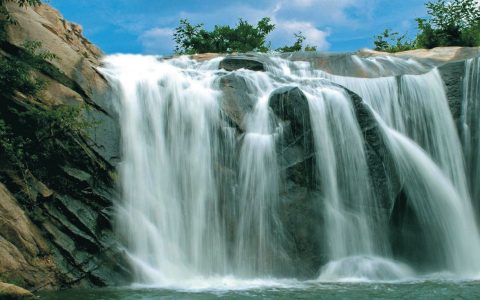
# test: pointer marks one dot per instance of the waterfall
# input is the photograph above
(170, 215)
(471, 125)
(204, 194)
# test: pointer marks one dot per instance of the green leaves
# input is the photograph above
(192, 39)
(455, 23)
(449, 23)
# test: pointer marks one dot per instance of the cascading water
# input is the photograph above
(470, 119)
(182, 229)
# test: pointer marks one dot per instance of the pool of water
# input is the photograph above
(407, 290)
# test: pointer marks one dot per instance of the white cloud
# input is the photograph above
(157, 40)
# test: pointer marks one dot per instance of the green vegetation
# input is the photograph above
(26, 127)
(245, 37)
(449, 23)
(6, 18)
(455, 23)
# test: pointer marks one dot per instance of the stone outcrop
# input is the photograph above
(236, 62)
(56, 228)
(12, 292)
(56, 221)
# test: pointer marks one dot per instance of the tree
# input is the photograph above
(455, 23)
(449, 23)
(193, 39)
(390, 41)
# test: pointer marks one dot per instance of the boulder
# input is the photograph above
(236, 100)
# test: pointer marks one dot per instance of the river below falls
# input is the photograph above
(427, 289)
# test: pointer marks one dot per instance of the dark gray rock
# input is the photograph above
(452, 75)
(237, 100)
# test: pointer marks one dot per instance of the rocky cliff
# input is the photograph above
(56, 217)
(55, 228)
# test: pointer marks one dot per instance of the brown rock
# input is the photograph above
(10, 291)
(77, 57)
(23, 251)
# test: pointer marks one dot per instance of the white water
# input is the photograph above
(180, 232)
(470, 120)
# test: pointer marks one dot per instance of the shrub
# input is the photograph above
(191, 39)
(390, 41)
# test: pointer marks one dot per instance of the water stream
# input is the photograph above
(203, 202)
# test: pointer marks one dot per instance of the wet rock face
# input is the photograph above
(253, 63)
(236, 101)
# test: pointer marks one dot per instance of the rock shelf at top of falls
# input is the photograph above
(236, 171)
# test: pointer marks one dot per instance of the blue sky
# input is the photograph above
(146, 26)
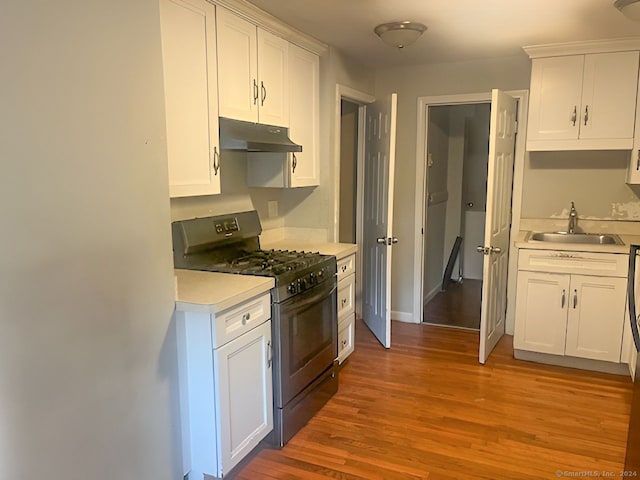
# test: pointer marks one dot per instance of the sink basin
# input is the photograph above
(565, 237)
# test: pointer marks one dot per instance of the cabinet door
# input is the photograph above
(608, 96)
(237, 62)
(541, 312)
(273, 71)
(190, 84)
(596, 316)
(304, 90)
(556, 92)
(244, 396)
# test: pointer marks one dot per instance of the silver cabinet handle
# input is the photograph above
(216, 161)
(488, 250)
(586, 114)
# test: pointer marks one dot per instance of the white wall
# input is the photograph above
(235, 196)
(314, 207)
(595, 181)
(411, 82)
(88, 384)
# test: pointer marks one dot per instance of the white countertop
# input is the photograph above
(577, 247)
(340, 250)
(212, 292)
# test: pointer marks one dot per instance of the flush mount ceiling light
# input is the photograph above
(400, 34)
(629, 8)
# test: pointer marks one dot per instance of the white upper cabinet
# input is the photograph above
(190, 84)
(583, 102)
(253, 65)
(304, 68)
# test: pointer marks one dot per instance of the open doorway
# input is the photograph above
(349, 144)
(456, 193)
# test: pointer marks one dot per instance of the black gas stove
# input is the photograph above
(231, 245)
(303, 309)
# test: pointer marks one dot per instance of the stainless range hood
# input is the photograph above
(254, 137)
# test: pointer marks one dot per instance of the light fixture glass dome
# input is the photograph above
(400, 34)
(629, 8)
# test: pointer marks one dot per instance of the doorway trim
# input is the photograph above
(361, 99)
(420, 219)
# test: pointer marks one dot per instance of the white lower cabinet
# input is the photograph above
(346, 306)
(226, 401)
(570, 314)
(243, 370)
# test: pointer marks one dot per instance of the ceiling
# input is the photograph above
(457, 30)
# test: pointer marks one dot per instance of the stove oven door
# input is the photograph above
(305, 334)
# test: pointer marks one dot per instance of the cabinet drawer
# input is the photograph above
(584, 263)
(346, 266)
(346, 296)
(346, 331)
(237, 320)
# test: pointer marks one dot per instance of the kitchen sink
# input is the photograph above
(584, 238)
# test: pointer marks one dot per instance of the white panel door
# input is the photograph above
(304, 93)
(191, 103)
(273, 79)
(502, 133)
(596, 316)
(380, 146)
(608, 95)
(243, 374)
(555, 103)
(541, 312)
(238, 65)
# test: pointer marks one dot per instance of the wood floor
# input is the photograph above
(458, 306)
(425, 409)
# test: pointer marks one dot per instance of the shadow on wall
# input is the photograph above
(594, 180)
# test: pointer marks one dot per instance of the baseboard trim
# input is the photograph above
(402, 317)
(573, 362)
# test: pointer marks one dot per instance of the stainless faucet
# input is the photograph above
(573, 219)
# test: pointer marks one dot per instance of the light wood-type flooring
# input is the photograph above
(458, 306)
(425, 409)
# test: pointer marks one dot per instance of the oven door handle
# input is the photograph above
(297, 303)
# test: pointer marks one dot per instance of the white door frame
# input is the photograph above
(362, 99)
(420, 219)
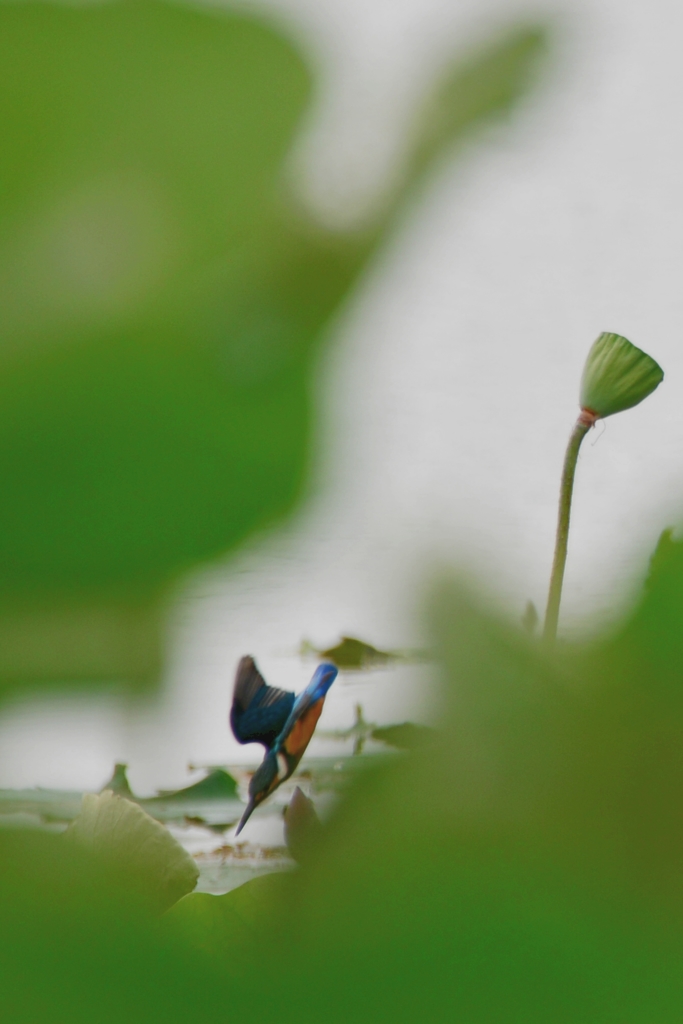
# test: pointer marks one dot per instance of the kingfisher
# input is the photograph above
(283, 722)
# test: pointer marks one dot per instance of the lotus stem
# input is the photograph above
(583, 425)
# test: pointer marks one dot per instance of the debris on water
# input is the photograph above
(359, 732)
(404, 736)
(352, 654)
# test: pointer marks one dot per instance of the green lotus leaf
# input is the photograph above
(616, 376)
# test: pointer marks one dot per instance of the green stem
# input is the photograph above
(583, 425)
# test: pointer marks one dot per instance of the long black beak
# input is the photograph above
(245, 817)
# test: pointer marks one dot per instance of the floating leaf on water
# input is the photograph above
(406, 736)
(143, 853)
(119, 782)
(218, 784)
(302, 826)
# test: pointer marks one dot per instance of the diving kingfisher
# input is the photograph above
(262, 714)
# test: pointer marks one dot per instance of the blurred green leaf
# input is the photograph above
(161, 302)
(228, 927)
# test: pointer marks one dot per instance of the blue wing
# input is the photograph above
(323, 679)
(259, 712)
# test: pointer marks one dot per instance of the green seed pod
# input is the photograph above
(616, 376)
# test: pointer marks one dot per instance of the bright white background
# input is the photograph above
(449, 387)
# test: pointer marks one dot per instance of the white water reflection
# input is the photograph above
(446, 396)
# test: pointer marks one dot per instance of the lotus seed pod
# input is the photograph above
(616, 376)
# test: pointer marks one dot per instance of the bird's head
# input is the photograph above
(324, 677)
(263, 781)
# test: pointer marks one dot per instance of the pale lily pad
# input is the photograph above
(140, 849)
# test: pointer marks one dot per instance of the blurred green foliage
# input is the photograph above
(161, 302)
(522, 864)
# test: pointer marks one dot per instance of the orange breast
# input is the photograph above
(299, 737)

┄┄┄┄┄┄┄┄┄┄┄┄┄┄┄┄┄┄┄┄

• Given request:
Quote all the records verbatim, dropping any pictures from your copy.

• Answer to the problem:
# test: pointer marks one dot per instance of the waterfall
# input is the photograph above
(170, 215)
(471, 125)
(204, 194)
# test: pointer marks one dot per instance of the green leaves
# input is the photograph above
(192, 39)
(455, 23)
(449, 23)
# test: pointer marks one dot per instance of the cascading water
# input is the photograph above
(470, 119)
(182, 229)
# test: pointer marks one dot per instance of the pool of water
# input is the photograph above
(407, 290)
# test: pointer marks one dot per instance of the white cloud
# input is the photograph above
(157, 40)
# test: pointer marks one dot per instance of the green vegetation
# input is the photograph above
(26, 127)
(245, 37)
(449, 23)
(6, 18)
(455, 23)
# test: pointer marks one dot per instance of the stone outcrop
# input is the photograph above
(236, 62)
(56, 228)
(12, 292)
(56, 221)
# test: pointer marks one dot per instance of the tree
# input is the photograph above
(455, 23)
(449, 23)
(193, 39)
(390, 41)
# test: pointer marks one dot per instance of the boulder
# input is the photograph above
(236, 100)
# test: pointer marks one dot per instance of the river below falls
# input is the photograph above
(427, 289)
# test: pointer marks one dot per instance of the dark gray rock
# input is the photograph above
(452, 75)
(237, 100)
# test: pointer marks one dot per instance of the rocky cliff
# input is the photograph above
(56, 217)
(55, 228)
# test: pointer marks one dot per instance of the brown rock
# input is the photograph above
(10, 291)
(77, 57)
(23, 251)
# test: pointer marks one dot per instance of the white water
# input is the photograph above
(180, 232)
(470, 120)
# test: pointer marks one dot per instance of the shrub
# input is the photograph above
(191, 39)
(390, 41)
# test: pointer marks one dot per instance of the water stream
# input is the photograph above
(203, 202)
# test: pointer marks one dot per instance of the wet rock face
# input is the photograph above
(253, 63)
(236, 101)
# test: pointer marks one dot per instance of the rock shelf at top of falls
# input is the photograph above
(236, 171)
# test: pointer marks one dot per instance of the blue sky
# input is the photograph above
(146, 26)
# test: pointer marks one dot per instance of the sink basin
# input is the photograph above
(565, 237)
# test: pointer marks one dot per instance of the cabinet door
# input is the photograph above
(608, 96)
(237, 62)
(541, 312)
(273, 71)
(190, 84)
(596, 316)
(304, 90)
(556, 92)
(244, 396)
# test: pointer marks one dot per instance of the silver cabinet handle
# input is the photograph above
(216, 161)
(488, 250)
(586, 114)
# test: pointer marks one dot per instance of the white wall
# input is the photograph above
(235, 196)
(314, 207)
(595, 181)
(411, 82)
(88, 384)
# test: pointer marks one dot per instance of the white countertop
# input is the photograph above
(577, 247)
(340, 250)
(212, 292)
# test: pointer marks one dot per instance of the flush mount ceiling light
# input is the photograph above
(400, 34)
(629, 8)
# test: pointer marks one dot per instance of the white upper cabinet
# input is the photograph above
(190, 84)
(583, 102)
(253, 65)
(304, 68)
# test: pointer marks one dot per instance of the open doorway
# input is the photograph above
(349, 144)
(456, 193)
# test: pointer marks one dot per instance of the black gas stove
# input is the photograph above
(231, 245)
(303, 309)
# test: pointer marks one dot per instance of the stainless range hood
# input is the photograph above
(254, 137)
# test: pointer marks one dot per instance of the light fixture glass dome
# input is the photograph above
(400, 34)
(629, 8)
# test: pointer marks one dot per instance of the doorway trim
# input is the photograph above
(361, 99)
(420, 219)
# test: pointer marks one dot per instance of the white lower cabinet
# input is the photograph above
(346, 306)
(226, 401)
(570, 314)
(243, 370)
# test: pointer marks one dot per instance of the ceiling
# input is the photograph above
(457, 30)
# test: pointer marks one dot per instance of the stove oven door
# input is the photograph above
(305, 334)
# test: pointer marks one dot per instance of the cabinet drawer
# input is the photograph above
(584, 263)
(346, 266)
(346, 296)
(346, 331)
(237, 320)
# test: pointer marks one dot per instance of the kitchen sink
# input is the photograph above
(584, 238)
# test: pointer marks one dot per instance of the white panel door
# input is the photograph above
(304, 93)
(191, 103)
(273, 79)
(502, 133)
(596, 316)
(380, 146)
(608, 95)
(243, 374)
(555, 103)
(541, 312)
(238, 65)
# test: pointer marks one dot per instance of the wood floor
# input is the photograph above
(458, 306)
(425, 409)
# test: pointer marks one dot per instance of the shadow on wall
# input is the photograph above
(594, 180)
# test: pointer marks one dot per instance of the baseboard trim
# input is the photograph above
(402, 317)
(573, 362)
# test: pointer marks one dot per instance of the stainless faucet
# input is the photograph above
(573, 219)
# test: pointer marks one dot per instance of the light wood-type flooring
# input is the photograph above
(458, 306)
(425, 409)
# test: pointer marks one dot per instance of the oven door handle
# input is the photograph above
(297, 303)
# test: pointer marks one dot per instance of the white door frame
# input is the photograph above
(362, 99)
(420, 219)
# test: pointer marks one dot per instance of the kingfisher
# input is the photograph above
(283, 722)
# test: pointer marks one dot per instance of the lotus stem
# input is the photograph above
(583, 425)
# test: pointer marks one dot per instance of the debris on water
# input is the photograph above
(359, 732)
(404, 736)
(352, 654)
# test: pointer marks one dot per instance of the green lotus leaf
# input is the photograph above
(616, 376)
# test: pointer marks one dot per instance of the green stem
# input is the photograph above
(583, 425)
# test: pointer marks one dot per instance of the long black beak
# input is the photograph above
(245, 817)
# test: pointer marks one dot per instance of the floating leaf on water
# input is the photograph above
(406, 736)
(143, 853)
(119, 782)
(218, 784)
(302, 826)
# test: pointer marks one dot per instance of the diving kingfisher
# input is the photograph above
(262, 714)
# test: pointer marks one dot per instance of the blurred green leaf
# input is the photograph above
(161, 302)
(228, 927)
# test: pointer marks one dot per instance of the blue wing
# input is the photograph above
(323, 679)
(259, 712)
# test: pointer marks one dot per instance of the green seed pod
# input is the photograph above
(616, 376)
# test: pointer marks one dot per instance of the bright white background
# input is the photograph above
(449, 387)
# test: pointer marks one dot per instance of the white water reflection
# input is the photograph above
(446, 396)
# test: pointer marks one dot per instance of the lotus seed pod
# input is the photograph above
(616, 376)
# test: pointer marks one dot per instance of the bird's head
# input is the photograph above
(324, 677)
(263, 781)
# test: pointer marks one dot per instance of the pale lily pad
# input is the photograph above
(140, 849)
# test: pointer marks one dot per instance of the blurred green foliage
# input is the photograph above
(161, 302)
(522, 864)
# test: pointer marks one dot per instance of the orange breast
# input is the photograph above
(299, 737)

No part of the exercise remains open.